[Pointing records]
>>
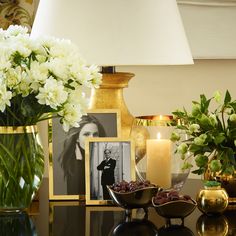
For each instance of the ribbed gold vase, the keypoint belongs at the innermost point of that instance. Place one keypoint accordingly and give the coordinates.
(110, 96)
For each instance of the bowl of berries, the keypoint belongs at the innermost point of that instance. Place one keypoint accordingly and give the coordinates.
(133, 194)
(170, 204)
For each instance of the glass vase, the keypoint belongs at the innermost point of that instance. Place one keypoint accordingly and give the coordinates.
(21, 167)
(166, 164)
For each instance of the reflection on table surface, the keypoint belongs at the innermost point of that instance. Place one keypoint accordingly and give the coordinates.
(75, 218)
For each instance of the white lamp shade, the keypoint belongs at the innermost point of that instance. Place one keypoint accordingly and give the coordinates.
(117, 32)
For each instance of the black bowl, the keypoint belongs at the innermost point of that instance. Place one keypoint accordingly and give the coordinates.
(140, 198)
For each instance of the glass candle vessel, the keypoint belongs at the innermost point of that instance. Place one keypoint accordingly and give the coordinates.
<<
[What you will do]:
Retype each line of the listing above word for word. Exclude the pictures.

[Result of the exercise]:
For each instance of the ribbed gold vase, the keypoint belongs at the innermost point of that instance. Place one keypoint accordingly and give the coordinates.
(110, 96)
For each instance of the bowl of berries, the keypoint belongs at the innermost point of that instance. Place one keypoint accordingly and give the coordinates.
(133, 194)
(170, 204)
For each instance of the glass vase, the keypoint belongs at the innermost point of that instance. Place one keypoint accordingly and give the coordinates.
(21, 167)
(166, 164)
For each instance of the reflection on table surface, the keypoint belongs at the innermost point of that instance. Place one keypoint accordingly and give the coordinates.
(75, 218)
For each instance of the white lamp shade, the keypoint belongs at the innermost point of that instance. Place one keypoint accordingly and give the coordinates.
(117, 32)
For each instance of the black bowl, the keypoint belongs at the innermost point of that instance. Place one keypoint accordingly and give the coordinates.
(140, 198)
For each instance of the glass candle vessel, the keypoint belongs at the innermost point of that instance. Place one keypoint accordingly and give the coordinates.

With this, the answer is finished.